[START OF EXCERPTED PASSAGE]

Vinko Vrbanić (born 12 May 1951) is a Croatian writer who lives in Vinkovci, Croatia. He is best known for his published short stories, novellas Furmani (Carters) and Sokolov let (Flight of the Falcon), and coming-of-age novel Glasovi u šumi (Voices in the Forest). He graduated from the School of Agriculture in Požega, worked in construction, and fought in the Croatian War of Independence.

Genre 
Novellas Furmani [Carters] and Sokolov let [Flight of the Falcon] are collections of diverse tales connected by loose narratives about the tragic lives of common folk. Whereas, the coming-of-age novel Glasovi u šumi [Voices in the Forest] traces the life of a mischievous boy growing up in a Croatian village during times of socio-political upheaval.
“At last, we received a storyteller who stepped away from traditional themes and turned towards the urban setting, telling stories that avoid romantic or melodramatic content,” says Zlatko Virc in Vinkovacki list [Vinkovci Newspaper].

[END OF EXCERPTED PASSAGE]
[START OF RECORD SET]

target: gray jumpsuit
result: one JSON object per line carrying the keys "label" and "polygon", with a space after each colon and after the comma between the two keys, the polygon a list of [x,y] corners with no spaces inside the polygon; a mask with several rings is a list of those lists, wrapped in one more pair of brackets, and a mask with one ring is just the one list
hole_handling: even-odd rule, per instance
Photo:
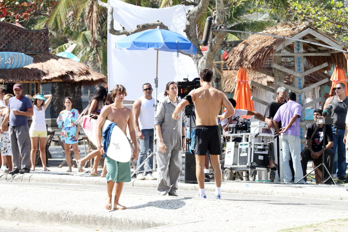
{"label": "gray jumpsuit", "polygon": [[[177,103],[181,101],[177,99]],[[182,127],[185,126],[183,110],[178,114],[179,118],[174,120],[172,115],[175,105],[167,96],[158,104],[155,118],[155,125],[161,125],[163,142],[167,147],[166,153],[161,152],[157,144],[158,176],[157,190],[160,195],[166,195],[169,192],[176,191],[178,180],[181,172]]]}

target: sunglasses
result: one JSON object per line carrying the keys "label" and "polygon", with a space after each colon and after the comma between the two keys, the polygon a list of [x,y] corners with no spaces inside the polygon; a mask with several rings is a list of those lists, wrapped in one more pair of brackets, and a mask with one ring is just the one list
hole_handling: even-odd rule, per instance
{"label": "sunglasses", "polygon": [[334,91],[335,91],[335,90],[336,90],[336,89],[337,89],[338,90],[339,90],[341,89],[341,88],[342,88],[342,87],[336,87],[336,88],[333,88],[332,89],[333,89]]}

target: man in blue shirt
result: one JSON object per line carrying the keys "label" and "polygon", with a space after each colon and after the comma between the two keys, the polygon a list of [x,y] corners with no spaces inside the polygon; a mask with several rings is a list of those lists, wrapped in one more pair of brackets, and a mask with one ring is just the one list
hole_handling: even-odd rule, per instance
{"label": "man in blue shirt", "polygon": [[[7,114],[4,118],[0,127],[0,133],[2,133],[3,126],[9,120],[8,133],[12,149],[13,169],[9,173],[12,175],[18,173],[28,173],[30,171],[30,141],[28,117],[34,114],[31,101],[22,94],[22,85],[15,84],[13,92],[15,96],[8,100],[9,115]],[[22,157],[21,163],[20,156]]]}

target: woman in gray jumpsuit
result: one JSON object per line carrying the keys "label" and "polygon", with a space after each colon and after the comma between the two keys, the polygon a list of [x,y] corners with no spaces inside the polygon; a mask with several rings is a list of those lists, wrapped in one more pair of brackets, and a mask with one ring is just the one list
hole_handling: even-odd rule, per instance
{"label": "woman in gray jumpsuit", "polygon": [[166,97],[158,104],[155,118],[158,151],[158,194],[177,196],[178,180],[181,172],[181,148],[185,149],[186,138],[183,110],[178,120],[172,118],[175,106],[181,100],[177,98],[177,85],[169,82],[166,86]]}

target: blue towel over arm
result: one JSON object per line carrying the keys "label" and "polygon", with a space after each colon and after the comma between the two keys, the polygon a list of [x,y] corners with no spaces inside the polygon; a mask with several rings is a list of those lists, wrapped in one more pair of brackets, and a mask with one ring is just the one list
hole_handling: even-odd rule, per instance
{"label": "blue towel over arm", "polygon": [[116,126],[116,123],[112,122],[106,127],[105,131],[103,132],[102,135],[103,136],[103,148],[105,151],[105,154],[103,157],[106,157],[106,153],[107,152],[107,148],[110,144],[110,139],[111,138],[111,133],[112,130],[115,126]]}

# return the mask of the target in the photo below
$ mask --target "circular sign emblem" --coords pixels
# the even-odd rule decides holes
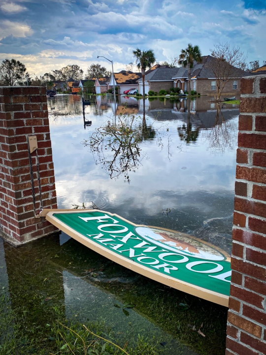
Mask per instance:
[[[135,230],[147,242],[167,250],[203,260],[218,261],[226,258],[214,247],[185,233],[147,227],[136,227]]]

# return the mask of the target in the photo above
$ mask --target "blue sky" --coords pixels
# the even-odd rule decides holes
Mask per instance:
[[[0,0],[0,61],[15,58],[40,75],[70,64],[86,71],[103,55],[119,71],[136,47],[160,62],[189,42],[209,54],[220,40],[262,65],[266,25],[266,0]]]

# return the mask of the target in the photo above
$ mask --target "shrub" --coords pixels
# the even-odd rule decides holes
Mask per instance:
[[[160,96],[166,95],[166,91],[164,89],[160,90],[160,91],[159,91],[159,95],[160,95]]]

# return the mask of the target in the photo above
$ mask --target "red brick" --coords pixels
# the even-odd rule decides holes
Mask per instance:
[[[238,120],[238,130],[252,131],[252,116],[250,115],[239,115]]]
[[[242,213],[234,212],[233,223],[238,227],[245,227],[246,225],[246,216]]]
[[[246,259],[256,264],[266,266],[266,253],[250,248],[246,249]]]
[[[266,325],[266,313],[265,312],[258,311],[247,305],[243,304],[243,315],[258,322],[258,323]],[[254,335],[255,335],[256,334]]]
[[[23,105],[18,104],[6,104],[4,106],[4,109],[5,111],[23,111]]]
[[[238,329],[237,328],[235,328],[233,325],[228,325],[227,334],[228,336],[231,337],[231,338],[234,338],[237,339],[237,333],[238,332]]]
[[[262,327],[237,315],[232,313],[230,310],[228,312],[228,321],[233,325],[245,330],[249,334],[258,337],[262,336]]]
[[[31,118],[32,115],[30,112],[14,112],[14,118]]]
[[[266,136],[253,133],[239,133],[238,146],[266,149]]]
[[[253,94],[254,79],[241,78],[240,81],[241,94]]]
[[[250,168],[237,165],[236,177],[237,179],[266,183],[265,170],[258,168]]]
[[[245,287],[258,293],[266,295],[266,283],[256,279],[246,276],[244,281]]]
[[[229,297],[229,309],[235,311],[238,313],[240,312],[241,303],[239,301],[234,299],[231,297]]]
[[[32,116],[33,118],[44,118],[48,117],[48,111],[33,111]]]
[[[254,265],[247,261],[232,257],[231,268],[232,270],[235,270],[243,274],[246,274],[250,276],[253,276],[260,280],[265,280],[266,279],[266,269]]]
[[[32,96],[31,102],[32,103],[46,103],[46,95],[37,95]]]
[[[31,127],[24,127],[16,129],[16,135],[31,134],[33,133],[33,129]]]
[[[50,128],[49,126],[37,126],[34,127],[34,133],[43,133],[49,132],[49,131]]]
[[[260,80],[261,94],[266,94],[266,78],[262,78]]]
[[[26,121],[27,126],[42,126],[42,119],[41,118],[33,118]]]
[[[248,150],[238,148],[236,150],[236,163],[239,164],[248,163]]]
[[[243,252],[244,251],[244,247],[243,246],[236,243],[233,243],[232,248],[232,255],[237,257],[243,258]]]
[[[266,167],[266,153],[254,152],[253,153],[253,165]],[[266,172],[265,174],[266,174]]]
[[[266,234],[266,220],[250,217],[248,218],[248,226],[254,232]]]
[[[230,296],[242,300],[249,304],[256,306],[258,308],[263,309],[264,297],[259,296],[257,293],[243,289],[243,287],[238,287],[233,284],[231,285]]]
[[[18,86],[17,87],[14,87],[14,86],[9,87],[3,87],[1,88],[1,91],[0,91],[0,95],[21,95],[22,90],[21,87]]]
[[[256,131],[266,132],[266,116],[256,116],[255,121]]]
[[[266,112],[266,97],[240,98],[240,112]]]
[[[40,109],[39,104],[25,104],[24,105],[25,111],[33,111],[33,110]]]
[[[24,95],[38,94],[39,94],[40,89],[37,86],[24,86],[22,88],[22,94]],[[32,97],[34,97],[34,96]]]
[[[18,112],[21,113],[21,112]],[[12,119],[7,121],[7,127],[24,127],[24,121],[23,119]]]
[[[249,214],[266,217],[266,204],[265,203],[235,197],[234,209]]]
[[[13,96],[12,101],[13,104],[19,103],[29,102],[29,97],[28,95],[20,95],[19,96]]]
[[[245,333],[241,332],[240,341],[262,354],[266,354],[266,343],[256,339]]]
[[[234,341],[230,338],[226,339],[226,347],[238,355],[258,355],[257,352],[251,350],[240,344],[238,341]]]
[[[257,200],[266,201],[266,186],[253,185],[252,197]]]

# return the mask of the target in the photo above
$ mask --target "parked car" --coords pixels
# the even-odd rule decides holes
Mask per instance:
[[[136,90],[136,89],[135,88],[133,88],[132,89],[130,89],[129,90],[125,90],[124,92],[124,93],[127,95],[127,94],[128,94],[130,91],[131,91],[132,90]]]
[[[136,95],[137,93],[137,89],[133,89],[133,90],[130,90],[128,92],[128,95]]]

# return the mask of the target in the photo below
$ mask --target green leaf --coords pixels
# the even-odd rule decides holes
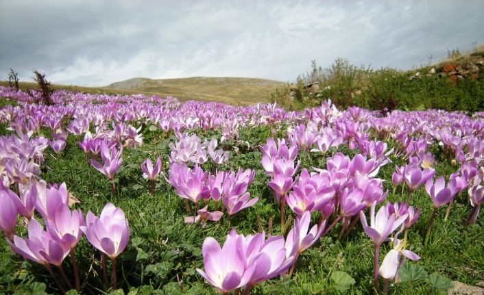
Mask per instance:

[END OF RECORD SET]

◆ **PARTS OF THE EXERCISE**:
1 > In the text on Vinko Vrbanić, what school did he graduate from?
2 > Which of Vrbanić's own works does the text on Vinko Vrbanić name by title? List every one.

◆ **SOLUTIONS TO THE TASKS**:
1 > The School of Agriculture in Požega.

2 >
- Furmani (Carters)
- Sokolov let (Flight of the Falcon)
- Glasovi u šumi (Voices in the Forest)